*EXERCISE OBJECTIVE*
Your reply should be one number: how many lines of the material contain the word "apartment".

=== PROVIDED RECORDS ===

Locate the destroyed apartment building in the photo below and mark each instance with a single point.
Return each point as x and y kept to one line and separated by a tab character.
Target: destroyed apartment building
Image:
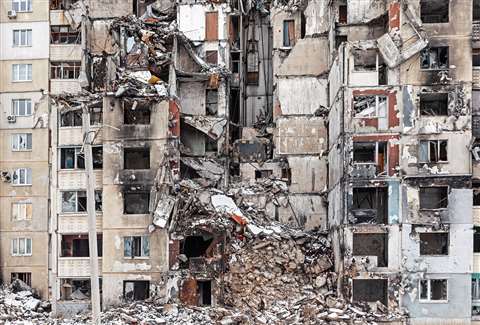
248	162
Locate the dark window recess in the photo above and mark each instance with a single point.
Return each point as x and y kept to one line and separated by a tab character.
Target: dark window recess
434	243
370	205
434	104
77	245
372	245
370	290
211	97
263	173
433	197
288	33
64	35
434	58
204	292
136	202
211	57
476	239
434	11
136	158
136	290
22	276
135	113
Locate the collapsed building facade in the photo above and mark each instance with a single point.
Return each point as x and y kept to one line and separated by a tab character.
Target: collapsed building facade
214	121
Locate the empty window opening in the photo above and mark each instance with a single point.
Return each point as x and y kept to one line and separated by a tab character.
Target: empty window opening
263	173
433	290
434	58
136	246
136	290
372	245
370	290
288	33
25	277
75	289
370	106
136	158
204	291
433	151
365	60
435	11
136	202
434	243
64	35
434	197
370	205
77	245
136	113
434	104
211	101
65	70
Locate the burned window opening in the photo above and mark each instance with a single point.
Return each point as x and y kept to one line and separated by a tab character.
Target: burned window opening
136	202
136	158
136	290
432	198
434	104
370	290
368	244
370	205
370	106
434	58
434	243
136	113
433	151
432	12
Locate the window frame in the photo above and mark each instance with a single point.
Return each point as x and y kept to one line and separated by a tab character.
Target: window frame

===

*RESULT OF THE EXERCISE*
2